Stored data:
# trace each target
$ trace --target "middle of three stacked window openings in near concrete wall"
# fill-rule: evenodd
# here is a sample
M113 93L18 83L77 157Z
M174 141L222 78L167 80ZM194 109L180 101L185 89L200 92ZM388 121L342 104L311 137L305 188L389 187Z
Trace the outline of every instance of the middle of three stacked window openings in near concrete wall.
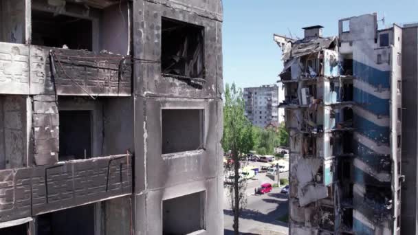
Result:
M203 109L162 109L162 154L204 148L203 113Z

==

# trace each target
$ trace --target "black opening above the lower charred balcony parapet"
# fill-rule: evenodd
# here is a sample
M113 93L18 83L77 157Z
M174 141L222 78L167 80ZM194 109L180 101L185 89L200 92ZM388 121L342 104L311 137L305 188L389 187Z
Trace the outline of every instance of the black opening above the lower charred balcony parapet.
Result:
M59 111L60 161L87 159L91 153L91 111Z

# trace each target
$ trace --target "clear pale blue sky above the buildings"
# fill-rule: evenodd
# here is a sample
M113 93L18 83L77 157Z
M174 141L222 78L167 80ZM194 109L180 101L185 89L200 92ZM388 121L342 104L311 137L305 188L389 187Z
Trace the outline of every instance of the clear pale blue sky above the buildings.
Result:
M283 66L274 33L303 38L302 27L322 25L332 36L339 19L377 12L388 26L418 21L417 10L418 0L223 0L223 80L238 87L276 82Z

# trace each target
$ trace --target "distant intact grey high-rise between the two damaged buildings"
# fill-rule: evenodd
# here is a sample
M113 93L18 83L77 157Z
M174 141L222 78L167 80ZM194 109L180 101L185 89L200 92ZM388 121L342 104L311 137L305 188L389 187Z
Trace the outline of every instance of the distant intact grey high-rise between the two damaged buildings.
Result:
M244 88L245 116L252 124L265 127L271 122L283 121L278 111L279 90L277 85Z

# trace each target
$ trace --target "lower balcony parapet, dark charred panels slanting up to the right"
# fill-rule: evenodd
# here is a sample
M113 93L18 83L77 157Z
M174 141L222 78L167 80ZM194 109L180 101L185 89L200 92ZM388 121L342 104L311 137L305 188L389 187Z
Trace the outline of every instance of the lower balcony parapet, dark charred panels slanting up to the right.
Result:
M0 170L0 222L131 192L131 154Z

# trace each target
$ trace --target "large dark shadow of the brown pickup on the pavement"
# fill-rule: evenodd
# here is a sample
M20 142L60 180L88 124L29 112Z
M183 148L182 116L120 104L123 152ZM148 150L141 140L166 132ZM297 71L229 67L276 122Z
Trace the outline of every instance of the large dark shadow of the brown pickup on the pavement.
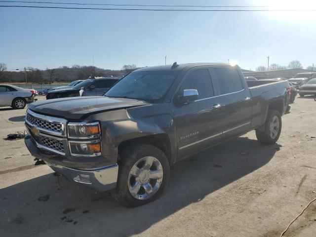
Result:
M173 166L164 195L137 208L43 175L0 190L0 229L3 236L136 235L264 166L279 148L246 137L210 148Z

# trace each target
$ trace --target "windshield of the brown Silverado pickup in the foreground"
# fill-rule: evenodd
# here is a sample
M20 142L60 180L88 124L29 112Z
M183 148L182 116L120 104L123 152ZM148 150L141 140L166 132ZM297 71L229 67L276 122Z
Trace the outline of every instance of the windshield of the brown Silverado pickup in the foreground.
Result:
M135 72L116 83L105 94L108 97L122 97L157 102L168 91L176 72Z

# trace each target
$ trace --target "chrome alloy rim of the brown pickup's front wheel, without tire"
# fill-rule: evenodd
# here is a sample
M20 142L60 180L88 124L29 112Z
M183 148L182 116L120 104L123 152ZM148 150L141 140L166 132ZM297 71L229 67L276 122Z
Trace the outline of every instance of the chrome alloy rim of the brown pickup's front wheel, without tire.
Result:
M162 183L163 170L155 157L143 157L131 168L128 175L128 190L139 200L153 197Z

## TASK DETAILS
Write out each line above with the word "grey".

## SOLUTION
$ trace --target "distant intact grey high-rise between the two damaged buildings"
Trace the outline of every instance of the distant intact grey high-rise between the two damaged buildings.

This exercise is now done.